* [Written task 1]: Please list every line of the records that contains the word "lamb", counting only matches with the same case.

* [Source extract]:
☆ ☆ ☆ ☆ ☆

Although the play has some strong male characters I missed seeing any complex female leads to make up the balance.
Three writers merged their short plays, commissioned by Bridge Arts, to create Love in the 21st Century, a comic one hour take on the perils of internet dating in a humdrum busy city like London, although it might as well be a modern day Vienna, and which could be taken as a play on Freud’s Three Essays on the Theory of Sexuality.
We follow three men, Michael [George Vafakis] Adam [Tom Scurr] and Alex [Jesse Rutherford], as they search for love with the help of an online dating agency, presided over by Dr Wrinkler [Liam Thomas] whose dress sense and Viennese manner make him seem like a Victorian amateur physician where Schnitzler and an erotic Freud meet. In fact Dr Wrinkler is more pseudo psychiatrist than he is match maker, obsessed as he is with analyzing and comparing individual’s facts, figures and data, rather than allowing real love to follow its natural unseeing course [for Wrinkler ‘Truth is the only algorithm’]. As a result, what we get is a series of blind dates the unfortunate men go on in their attempt to find the algorithm one, only for pre conceptions and assumptions by their matches to get in the way- Dr Wrinkler has not accounted for that incalculable and mysterious entity called the human soul. There’s an interesting conversation between Alex and disabled Mel [Maya Saroya] about the nature of disability and its attractions [expostulating the idea that having a relationship or sexual congress with anyone disabled, means that there has to be real communication first], Adam finds himself caught in the clutches of cross dressing and increasingly sexual Dr Wrinkler, as he attempts to go out with Zoe [Leanne Johnson] which, as she is not his algorithm match, Wrinkler tries to prevent, whilst Michael struggles to forgive Ellie [Suzy Gill] for concealing her single mother status from him on their first date.

☆ ☆ ☆ ☆ ☆

* [Written task 2]: According to the review, which organization commissioned the short plays combined into Love in the 21st Century?

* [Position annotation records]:
☆ ☆ ☆ ☆ ☆

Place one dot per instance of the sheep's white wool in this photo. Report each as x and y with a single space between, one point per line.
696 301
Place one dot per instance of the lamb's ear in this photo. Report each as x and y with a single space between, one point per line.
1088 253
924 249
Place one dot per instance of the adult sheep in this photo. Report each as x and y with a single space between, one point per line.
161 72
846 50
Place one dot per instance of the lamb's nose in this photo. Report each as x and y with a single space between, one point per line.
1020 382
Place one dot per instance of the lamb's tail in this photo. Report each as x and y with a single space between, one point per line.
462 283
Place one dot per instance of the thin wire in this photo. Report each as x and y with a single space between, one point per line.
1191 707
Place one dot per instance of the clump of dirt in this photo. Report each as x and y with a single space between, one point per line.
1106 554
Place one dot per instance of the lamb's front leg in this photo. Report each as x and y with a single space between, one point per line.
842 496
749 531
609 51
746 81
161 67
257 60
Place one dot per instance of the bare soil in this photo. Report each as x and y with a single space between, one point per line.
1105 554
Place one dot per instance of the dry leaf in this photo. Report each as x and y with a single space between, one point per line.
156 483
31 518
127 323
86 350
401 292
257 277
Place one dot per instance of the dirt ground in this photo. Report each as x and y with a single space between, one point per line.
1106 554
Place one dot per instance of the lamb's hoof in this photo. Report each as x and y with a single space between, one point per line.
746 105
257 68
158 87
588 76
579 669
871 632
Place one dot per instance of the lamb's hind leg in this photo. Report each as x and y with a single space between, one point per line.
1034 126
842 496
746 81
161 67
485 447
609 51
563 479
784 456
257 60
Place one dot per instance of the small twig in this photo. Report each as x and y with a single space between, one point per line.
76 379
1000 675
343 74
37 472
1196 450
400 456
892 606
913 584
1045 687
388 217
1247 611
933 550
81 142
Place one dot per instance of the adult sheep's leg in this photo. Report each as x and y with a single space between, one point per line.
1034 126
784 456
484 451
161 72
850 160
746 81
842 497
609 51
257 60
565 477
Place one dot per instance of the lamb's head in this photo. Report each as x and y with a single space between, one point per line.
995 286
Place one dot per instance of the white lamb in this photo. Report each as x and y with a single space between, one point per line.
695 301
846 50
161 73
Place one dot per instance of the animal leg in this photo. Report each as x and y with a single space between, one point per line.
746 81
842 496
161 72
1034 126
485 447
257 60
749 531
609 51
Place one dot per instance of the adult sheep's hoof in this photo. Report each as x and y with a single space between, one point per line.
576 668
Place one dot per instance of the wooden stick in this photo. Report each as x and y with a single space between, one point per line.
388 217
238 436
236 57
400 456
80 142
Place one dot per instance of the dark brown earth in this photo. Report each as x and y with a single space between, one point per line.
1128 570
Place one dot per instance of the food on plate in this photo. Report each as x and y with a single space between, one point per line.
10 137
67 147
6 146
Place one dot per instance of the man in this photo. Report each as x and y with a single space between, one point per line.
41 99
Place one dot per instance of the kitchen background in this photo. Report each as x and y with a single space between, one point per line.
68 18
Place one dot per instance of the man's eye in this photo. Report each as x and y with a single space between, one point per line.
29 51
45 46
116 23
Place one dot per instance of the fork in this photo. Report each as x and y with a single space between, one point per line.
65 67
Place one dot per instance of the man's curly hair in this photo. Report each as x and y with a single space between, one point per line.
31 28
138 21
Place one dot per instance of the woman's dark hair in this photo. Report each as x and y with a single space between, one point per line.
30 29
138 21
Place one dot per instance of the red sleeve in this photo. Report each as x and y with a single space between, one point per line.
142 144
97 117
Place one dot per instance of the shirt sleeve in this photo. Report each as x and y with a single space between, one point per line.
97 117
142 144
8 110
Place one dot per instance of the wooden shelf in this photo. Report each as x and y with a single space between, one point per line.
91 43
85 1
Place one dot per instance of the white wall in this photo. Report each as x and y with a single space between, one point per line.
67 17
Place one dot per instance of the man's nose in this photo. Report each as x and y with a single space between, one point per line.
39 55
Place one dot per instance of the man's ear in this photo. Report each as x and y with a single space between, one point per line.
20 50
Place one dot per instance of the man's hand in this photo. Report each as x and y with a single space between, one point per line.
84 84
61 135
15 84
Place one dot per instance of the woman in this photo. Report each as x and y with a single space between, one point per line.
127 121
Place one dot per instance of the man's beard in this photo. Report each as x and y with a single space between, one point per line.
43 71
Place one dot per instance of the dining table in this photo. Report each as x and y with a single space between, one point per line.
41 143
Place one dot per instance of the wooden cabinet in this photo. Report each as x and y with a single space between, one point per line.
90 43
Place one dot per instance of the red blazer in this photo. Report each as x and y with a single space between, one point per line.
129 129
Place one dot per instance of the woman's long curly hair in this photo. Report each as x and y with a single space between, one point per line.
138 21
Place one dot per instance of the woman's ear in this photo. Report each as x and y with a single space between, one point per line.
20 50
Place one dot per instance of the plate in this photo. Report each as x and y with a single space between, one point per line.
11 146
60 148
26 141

☆ ☆ ☆ ☆ ☆

* [Expected output 1]:
Place one dot per instance of the lamb's ear in this photo. Report each as x and y with a single space between, one point per line.
Place one dot per instance of the lamb's nose in this photo. Report each as x and y with a single space between, one point per line.
Place one dot per instance of the lamb's tail in this photo. Report each as x and y with a single space between, one point per line.
Place one dot per instance of the lamb's front leg in this photo. Report each as x and y with a single space between, one point per line.
Place one dot per instance of the lamb's hoof in this photo. Report each as x and y with a single space between, one point per line.
Place one dot per instance of the lamb's hind leg in this photo. Report each as x and y with a single space between, one point per line.
Place one dot per instance of the lamb's head in this photo. Report each as x and y with a single space between, one point per line.
Place one dot per instance of the white lamb in this photo. Report each as x and y with a single space between, one point per line.

* [Expected output 2]: Bridge Arts.